• Directions
Scale the rows below by copying each one in full, wording included, with every x and y coordinate in the answers multiplied by 0.6 and rounded to a whole number, halves rounded up. Omit the pictures.

• Material supplied
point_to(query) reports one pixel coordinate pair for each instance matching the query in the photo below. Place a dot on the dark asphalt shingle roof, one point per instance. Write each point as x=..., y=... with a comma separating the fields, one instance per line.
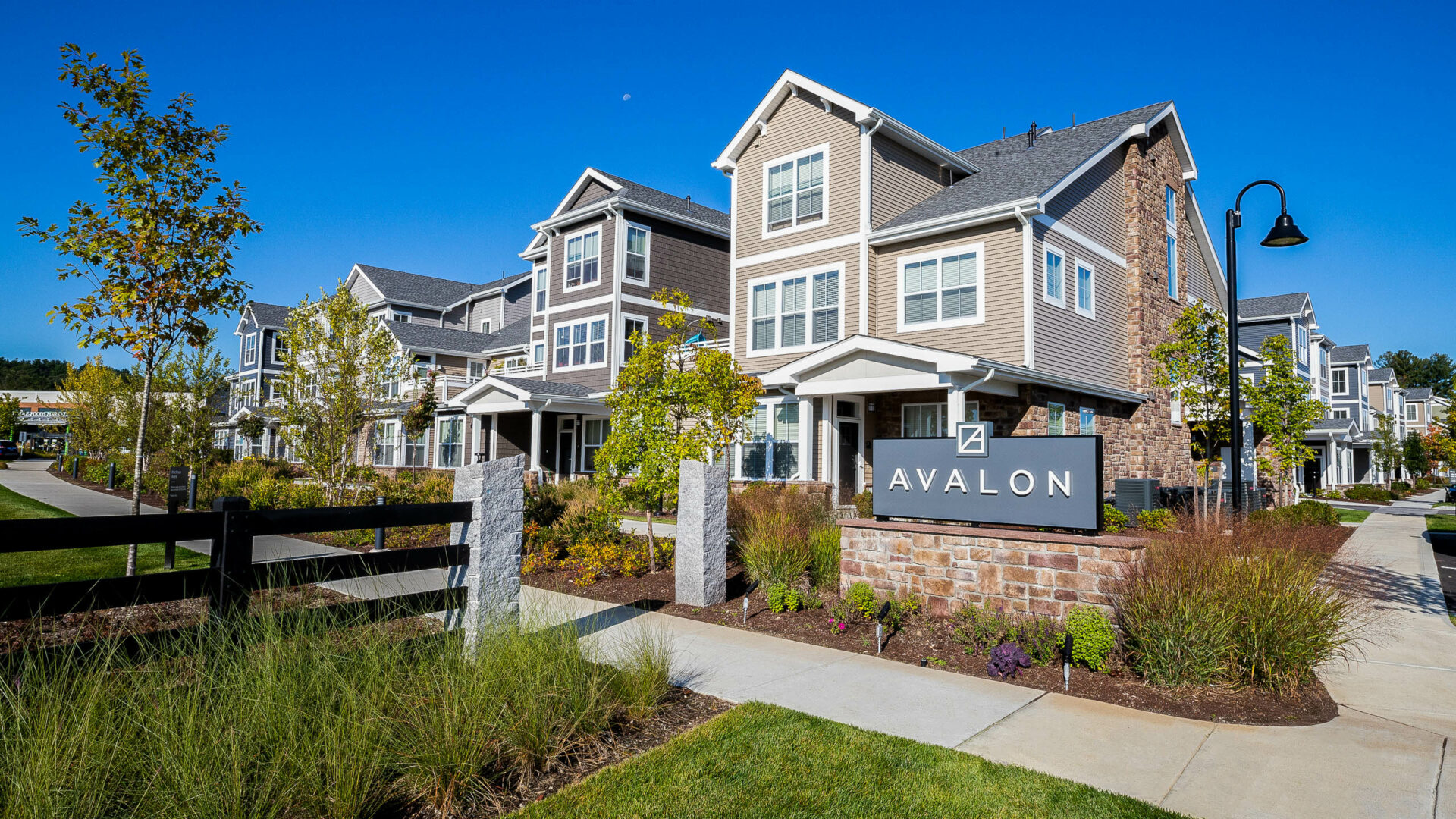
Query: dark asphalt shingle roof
x=642, y=194
x=548, y=387
x=1263, y=306
x=270, y=315
x=1009, y=171
x=440, y=337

• Reply to the exercise
point_to(query) reports one pixel coordinate pair for each instance matching the query in the photo below. Place a dot on the dark asphalt shingle roof, one point per instance. Write each point as x=..., y=... with a comma separating the fields, one instance per line.
Query: dark asphalt shingle roof
x=385, y=116
x=329, y=232
x=758, y=184
x=162, y=189
x=605, y=103
x=264, y=202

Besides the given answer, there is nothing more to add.